-------- Supplied material

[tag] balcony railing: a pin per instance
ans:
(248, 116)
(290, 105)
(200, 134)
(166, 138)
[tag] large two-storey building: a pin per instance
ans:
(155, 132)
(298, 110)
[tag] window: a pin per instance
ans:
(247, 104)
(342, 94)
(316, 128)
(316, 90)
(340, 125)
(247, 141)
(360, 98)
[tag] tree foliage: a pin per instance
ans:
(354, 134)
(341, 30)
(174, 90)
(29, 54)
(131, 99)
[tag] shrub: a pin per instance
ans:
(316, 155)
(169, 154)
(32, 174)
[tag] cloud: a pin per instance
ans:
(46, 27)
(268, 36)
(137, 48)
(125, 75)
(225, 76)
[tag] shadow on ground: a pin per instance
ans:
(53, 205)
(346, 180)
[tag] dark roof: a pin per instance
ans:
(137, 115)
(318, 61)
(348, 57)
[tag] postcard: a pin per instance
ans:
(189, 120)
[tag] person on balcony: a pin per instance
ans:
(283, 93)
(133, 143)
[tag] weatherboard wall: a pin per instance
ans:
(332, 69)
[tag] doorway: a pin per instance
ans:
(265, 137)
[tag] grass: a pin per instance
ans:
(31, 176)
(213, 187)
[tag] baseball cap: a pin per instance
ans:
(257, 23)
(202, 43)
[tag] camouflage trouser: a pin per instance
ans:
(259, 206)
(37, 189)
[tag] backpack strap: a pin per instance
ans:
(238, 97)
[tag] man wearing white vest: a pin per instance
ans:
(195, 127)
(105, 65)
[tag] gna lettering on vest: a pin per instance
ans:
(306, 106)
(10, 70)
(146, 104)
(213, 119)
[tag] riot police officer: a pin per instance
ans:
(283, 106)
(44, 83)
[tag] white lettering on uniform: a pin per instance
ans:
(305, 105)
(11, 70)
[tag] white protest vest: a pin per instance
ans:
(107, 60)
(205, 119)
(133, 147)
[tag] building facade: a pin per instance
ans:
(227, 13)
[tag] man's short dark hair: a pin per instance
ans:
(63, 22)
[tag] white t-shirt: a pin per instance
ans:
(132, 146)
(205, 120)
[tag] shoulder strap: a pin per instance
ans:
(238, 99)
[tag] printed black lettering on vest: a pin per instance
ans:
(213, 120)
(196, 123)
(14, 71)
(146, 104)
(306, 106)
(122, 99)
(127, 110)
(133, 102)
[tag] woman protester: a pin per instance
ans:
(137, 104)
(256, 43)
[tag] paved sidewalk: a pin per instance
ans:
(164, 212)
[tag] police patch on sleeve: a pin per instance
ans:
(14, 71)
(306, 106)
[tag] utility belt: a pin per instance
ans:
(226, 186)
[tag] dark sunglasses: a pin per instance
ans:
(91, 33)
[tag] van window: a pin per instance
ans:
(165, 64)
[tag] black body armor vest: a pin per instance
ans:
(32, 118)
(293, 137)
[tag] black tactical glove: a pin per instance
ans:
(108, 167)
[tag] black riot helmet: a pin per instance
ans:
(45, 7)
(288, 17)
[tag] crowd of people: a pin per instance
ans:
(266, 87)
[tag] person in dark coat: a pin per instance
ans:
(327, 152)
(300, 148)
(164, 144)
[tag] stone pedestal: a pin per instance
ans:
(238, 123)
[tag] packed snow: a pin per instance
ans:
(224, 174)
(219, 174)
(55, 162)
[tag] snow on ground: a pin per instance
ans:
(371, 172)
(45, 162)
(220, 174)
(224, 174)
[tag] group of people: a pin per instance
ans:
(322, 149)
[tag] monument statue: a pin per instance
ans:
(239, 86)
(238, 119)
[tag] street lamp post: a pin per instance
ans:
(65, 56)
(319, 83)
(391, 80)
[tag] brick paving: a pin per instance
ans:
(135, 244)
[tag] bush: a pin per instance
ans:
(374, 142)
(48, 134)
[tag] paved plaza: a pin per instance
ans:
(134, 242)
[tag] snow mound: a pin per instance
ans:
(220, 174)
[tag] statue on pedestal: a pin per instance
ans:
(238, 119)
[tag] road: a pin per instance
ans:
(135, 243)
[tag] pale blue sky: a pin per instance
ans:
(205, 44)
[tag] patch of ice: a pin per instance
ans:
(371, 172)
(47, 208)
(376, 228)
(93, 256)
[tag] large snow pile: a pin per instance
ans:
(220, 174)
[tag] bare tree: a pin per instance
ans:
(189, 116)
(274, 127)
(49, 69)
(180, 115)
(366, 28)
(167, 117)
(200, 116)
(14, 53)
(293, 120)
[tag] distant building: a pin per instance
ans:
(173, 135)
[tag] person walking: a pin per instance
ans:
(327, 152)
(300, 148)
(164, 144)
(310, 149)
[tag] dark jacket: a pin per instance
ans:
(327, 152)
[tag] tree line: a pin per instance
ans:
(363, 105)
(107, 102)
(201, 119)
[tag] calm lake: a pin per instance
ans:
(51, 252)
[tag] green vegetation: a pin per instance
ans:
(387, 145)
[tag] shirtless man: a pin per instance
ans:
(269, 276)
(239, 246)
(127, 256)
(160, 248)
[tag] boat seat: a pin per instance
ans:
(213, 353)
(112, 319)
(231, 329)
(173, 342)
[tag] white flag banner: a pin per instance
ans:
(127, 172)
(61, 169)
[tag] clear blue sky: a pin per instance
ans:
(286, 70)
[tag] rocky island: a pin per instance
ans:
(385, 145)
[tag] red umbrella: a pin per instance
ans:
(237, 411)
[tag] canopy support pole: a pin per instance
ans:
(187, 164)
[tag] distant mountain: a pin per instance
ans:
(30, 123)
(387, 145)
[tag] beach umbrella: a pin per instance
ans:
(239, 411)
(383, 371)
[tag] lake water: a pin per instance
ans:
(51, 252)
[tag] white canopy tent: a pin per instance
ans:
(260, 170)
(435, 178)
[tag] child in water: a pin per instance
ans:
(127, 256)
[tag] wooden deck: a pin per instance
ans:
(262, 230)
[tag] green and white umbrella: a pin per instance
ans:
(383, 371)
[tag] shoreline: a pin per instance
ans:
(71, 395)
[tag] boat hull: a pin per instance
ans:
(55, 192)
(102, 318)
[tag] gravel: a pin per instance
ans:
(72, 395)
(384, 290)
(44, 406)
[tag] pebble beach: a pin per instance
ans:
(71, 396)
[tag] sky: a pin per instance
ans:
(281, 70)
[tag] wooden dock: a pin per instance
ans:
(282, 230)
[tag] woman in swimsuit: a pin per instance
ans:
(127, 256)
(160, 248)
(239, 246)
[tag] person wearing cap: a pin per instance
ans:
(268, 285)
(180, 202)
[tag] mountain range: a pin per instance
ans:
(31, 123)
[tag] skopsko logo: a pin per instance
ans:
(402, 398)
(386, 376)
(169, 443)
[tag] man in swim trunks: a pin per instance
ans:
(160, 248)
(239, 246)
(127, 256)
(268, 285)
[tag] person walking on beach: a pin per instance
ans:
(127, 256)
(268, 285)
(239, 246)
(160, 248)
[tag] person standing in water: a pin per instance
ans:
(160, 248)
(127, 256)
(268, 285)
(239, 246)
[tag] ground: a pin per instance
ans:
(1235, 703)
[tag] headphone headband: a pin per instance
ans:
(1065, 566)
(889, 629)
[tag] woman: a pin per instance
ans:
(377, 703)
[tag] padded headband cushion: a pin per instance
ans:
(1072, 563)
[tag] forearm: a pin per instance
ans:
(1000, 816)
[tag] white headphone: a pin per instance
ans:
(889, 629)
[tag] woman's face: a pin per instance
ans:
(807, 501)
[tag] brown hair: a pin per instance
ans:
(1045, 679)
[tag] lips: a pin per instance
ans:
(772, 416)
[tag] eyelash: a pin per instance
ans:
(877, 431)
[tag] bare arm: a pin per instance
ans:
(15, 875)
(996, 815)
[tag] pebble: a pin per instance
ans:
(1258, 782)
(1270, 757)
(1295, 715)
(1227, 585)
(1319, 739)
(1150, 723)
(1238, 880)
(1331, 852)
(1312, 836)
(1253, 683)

----------------

## To be done:
Take the line in which "[tag] red umbrella: a pin per instance" occurs and each subsequent line through the end; give these lines again without alteration.

## Solution to the exercise:
[tag] red umbrella: a pin per instance
ans:
(237, 411)
[tag] canopy support pole: a pin per instance
ans:
(187, 164)
[tag] distant mountain: a pin per instance
ans:
(30, 123)
(387, 145)
[tag] beach umbrella: a pin per instance
ans:
(239, 411)
(383, 371)
[tag] lake water: a pin per instance
ans:
(51, 252)
[tag] white canopy tent: a pin per instance
ans:
(260, 170)
(435, 178)
[tag] child in water: a pin per instance
ans:
(127, 256)
[tag] wooden deck: a pin per instance
ans:
(262, 230)
[tag] green and white umbrella: a pin per instance
ans:
(383, 371)
[tag] shoreline: a pin per instance
ans:
(71, 395)
[tag] boat hull: a pin per instance
ans:
(55, 192)
(102, 318)
[tag] gravel: a pin per instance
ans:
(72, 395)
(384, 290)
(44, 406)
[tag] pebble beach: a pin per instance
ans:
(71, 396)
[tag] sky: a pin per instance
ans:
(281, 70)
[tag] wooden dock: a pin per instance
ans:
(282, 230)
[tag] woman in swimsuit: a pin per instance
ans:
(127, 256)
(160, 248)
(239, 246)
[tag] person wearing cap: a pin per instance
ans:
(268, 285)
(180, 202)
[tag] mountain range: a pin per instance
ans:
(31, 123)
[tag] skopsko logo: a pin per instance
ans:
(402, 398)
(386, 376)
(169, 443)
[tag] man in swim trunks: a pin per instance
ans:
(160, 248)
(239, 246)
(127, 256)
(268, 285)
[tag] person walking on beach: a pin per instance
ans:
(127, 256)
(268, 285)
(239, 246)
(160, 248)
[tag] person standing in water: a pin per instance
ans:
(160, 248)
(127, 256)
(268, 285)
(239, 246)
[tag] ground: a pin per instance
ans:
(1235, 703)
[tag] headphone headband: a pin per instance
ans:
(1065, 566)
(889, 629)
[tag] woman: a pin per instance
ans:
(377, 703)
[tag] padded headband cushion: a pin per instance
ans:
(1072, 563)
[tag] forearm: a pin per instance
ans:
(1000, 816)
[tag] white headphone: a pin per instance
ans:
(889, 629)
[tag] woman's face: a pin per instance
ans:
(807, 501)
[tag] brown hair: a pin per instance
ans:
(1045, 679)
[tag] lips: a pin per instance
ans:
(772, 416)
[tag] eyelash: a pin per instance
ans:
(877, 431)
[tag] bare arm: a pin per instance
ans:
(15, 875)
(996, 815)
[tag] pebble: a pin per instance
ans:
(1258, 782)
(1270, 757)
(1295, 715)
(1227, 585)
(1319, 739)
(1150, 723)
(1238, 880)
(1331, 852)
(1312, 836)
(1253, 683)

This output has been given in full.